## GIVEN TEXT

───

Record investment in French biotech companies expected in 2007

Published: 8-Oct-2007

Industry group France Biotech believes that 2007 will be a record year in terms of investment in domestic biotech companies, with Euro 623m invested up to September.


Industry group France Biotech believes that 2007 will be a record year in terms of investment in domestic biotech companies, with Euro 623m invested up to September.

According to data from France Biotech, investment in biotech companies has increased by 60% compared with the 2006 figure of €388m.

The increase in investments in biotech companies, already very significant in 2006 (only €167m was invested in 2005), is explained in particular by a stock exchange listing phase relaunched at the end of 2005, with operations carried out by BioAlliance Pharma and ExonHit Therapeutics and then, in 2006, by Genfit and Innate Pharma.

In 2007, five companies have already completed their listing on the stock exchange: Cellectis, Metabolic Explorer, Genoway, Vivalis and Zeta Biotech.

By mid-September, 14 French biotech companies were listed (including Flamel Technologies on the Nasdaq) compared with four at the beginning of 2005.

France Biotech also says that employment in biotech companies increased by 10% between 2005 and 2006, with a high proportion of jobs still in r&d (68%). The effect of the young innovative company (JEI) status, for which France Biotech campaigned hard, "remains convincing after three years of application", the association says.

The JEI status ensures that companies are exempt from social charges for personnel involved in r&d projects, providing they maintain r&d expenditure at more than 15% of their total expenditure. This status has been adopted by some 340 biotech companies. Thanks to the exemptions, three quarters of the companies have recruited r&d personnel, launched new r&d projects and bought new equipment.

───

## TASKS TO COMPLETE
(1) How many biotech companies have adopted the JEI status, according to the article on French biotech investment?
(2) Carry on the article on French biotech investment from its last sentence.
The material is not needed.

Stored data
───

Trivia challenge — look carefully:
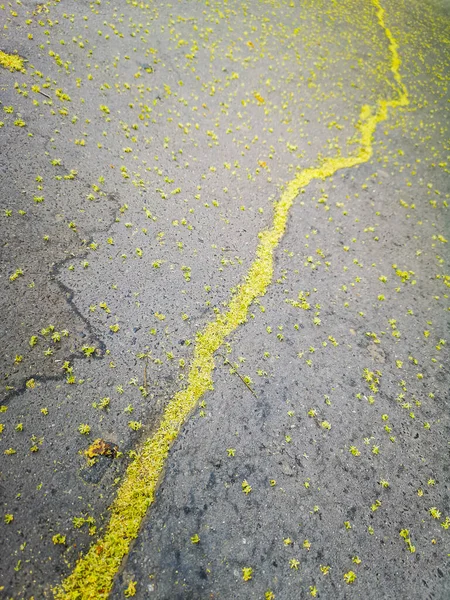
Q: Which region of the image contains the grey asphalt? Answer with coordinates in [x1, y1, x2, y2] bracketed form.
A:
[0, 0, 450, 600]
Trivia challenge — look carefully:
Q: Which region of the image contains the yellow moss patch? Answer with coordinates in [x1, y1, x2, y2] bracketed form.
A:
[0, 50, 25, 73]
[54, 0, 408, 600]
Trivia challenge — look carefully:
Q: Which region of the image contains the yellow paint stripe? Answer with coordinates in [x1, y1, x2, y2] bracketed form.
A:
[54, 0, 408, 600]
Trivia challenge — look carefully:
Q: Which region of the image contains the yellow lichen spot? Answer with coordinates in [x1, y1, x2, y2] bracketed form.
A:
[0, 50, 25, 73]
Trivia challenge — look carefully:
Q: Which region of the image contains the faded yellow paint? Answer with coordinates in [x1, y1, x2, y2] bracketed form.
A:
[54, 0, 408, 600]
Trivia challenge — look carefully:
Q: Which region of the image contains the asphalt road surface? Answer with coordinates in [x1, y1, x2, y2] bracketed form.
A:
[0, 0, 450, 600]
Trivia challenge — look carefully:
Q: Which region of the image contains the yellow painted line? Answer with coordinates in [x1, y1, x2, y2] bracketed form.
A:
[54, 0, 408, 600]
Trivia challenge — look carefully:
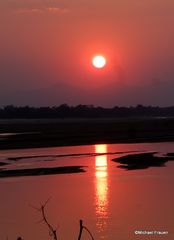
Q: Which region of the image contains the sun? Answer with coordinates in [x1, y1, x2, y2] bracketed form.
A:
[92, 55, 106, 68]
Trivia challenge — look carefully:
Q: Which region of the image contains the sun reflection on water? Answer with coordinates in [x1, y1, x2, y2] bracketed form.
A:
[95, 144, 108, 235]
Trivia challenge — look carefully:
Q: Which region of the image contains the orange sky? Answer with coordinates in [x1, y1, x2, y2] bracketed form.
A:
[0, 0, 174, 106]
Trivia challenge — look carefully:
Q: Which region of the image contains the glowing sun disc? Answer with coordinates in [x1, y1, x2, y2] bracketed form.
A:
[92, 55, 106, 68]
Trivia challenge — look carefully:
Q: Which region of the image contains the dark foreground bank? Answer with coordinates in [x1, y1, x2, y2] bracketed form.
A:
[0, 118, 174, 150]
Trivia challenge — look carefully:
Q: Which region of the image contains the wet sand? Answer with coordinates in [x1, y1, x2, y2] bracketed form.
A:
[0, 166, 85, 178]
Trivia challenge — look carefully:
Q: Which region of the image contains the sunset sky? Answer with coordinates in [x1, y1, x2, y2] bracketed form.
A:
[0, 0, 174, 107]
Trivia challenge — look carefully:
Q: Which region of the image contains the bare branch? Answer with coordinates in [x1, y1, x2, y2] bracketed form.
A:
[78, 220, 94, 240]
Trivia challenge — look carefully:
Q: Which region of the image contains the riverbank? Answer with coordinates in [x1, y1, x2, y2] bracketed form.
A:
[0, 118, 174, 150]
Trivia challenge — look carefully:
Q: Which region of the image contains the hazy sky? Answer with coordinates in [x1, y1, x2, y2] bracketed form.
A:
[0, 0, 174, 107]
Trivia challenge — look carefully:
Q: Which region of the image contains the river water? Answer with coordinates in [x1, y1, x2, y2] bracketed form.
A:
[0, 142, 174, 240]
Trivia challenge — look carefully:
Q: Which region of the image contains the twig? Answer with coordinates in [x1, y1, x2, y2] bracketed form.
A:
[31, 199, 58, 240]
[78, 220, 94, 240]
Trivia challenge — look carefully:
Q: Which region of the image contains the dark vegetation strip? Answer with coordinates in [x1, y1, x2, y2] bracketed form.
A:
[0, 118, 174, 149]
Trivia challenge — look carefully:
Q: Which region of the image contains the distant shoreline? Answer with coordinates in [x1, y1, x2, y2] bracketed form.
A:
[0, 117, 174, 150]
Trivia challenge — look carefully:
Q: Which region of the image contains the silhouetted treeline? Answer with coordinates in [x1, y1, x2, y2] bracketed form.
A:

───

## RESPONSES PER TASK
(1) Some 340 biotech companies.

(2)
France Biotech calculates that the state subsidies to SMEs in the biotech sector represented about €150m in 2006, outside of competitivity clusters, which it says created "quite a significant" lever effect. It also notes that a significant number of products are under development in the companies, with 68 products from the 46 SMEs currently in clinical trials, including 41 in Phases II and III.

However, this "slight improvement" should not "disguise the persistent divergence between France and its neighbours", France Biotech emphasises. In fact, France is in the third or even the fourth rank of biotech companies in Europe, with five times fewer companies listed than in the UK and a stock market capitalisation three times lower than that of British biotech companies.

The association therefore believes it is necessary to implement a series of incentive measures, enabling French savings to be mobilised towards innovative SMEs, and to refocus the industrial innovative agency (AII) on these companies and not on the large industrial groups.

The association calls for the status of young listed innovative enterprise (JEIC) to be created and for several reforms of university research to be carried out. It appeals for the national research agency (ANR) to become a "powerful vector of evaluation and financing for scientific research projects".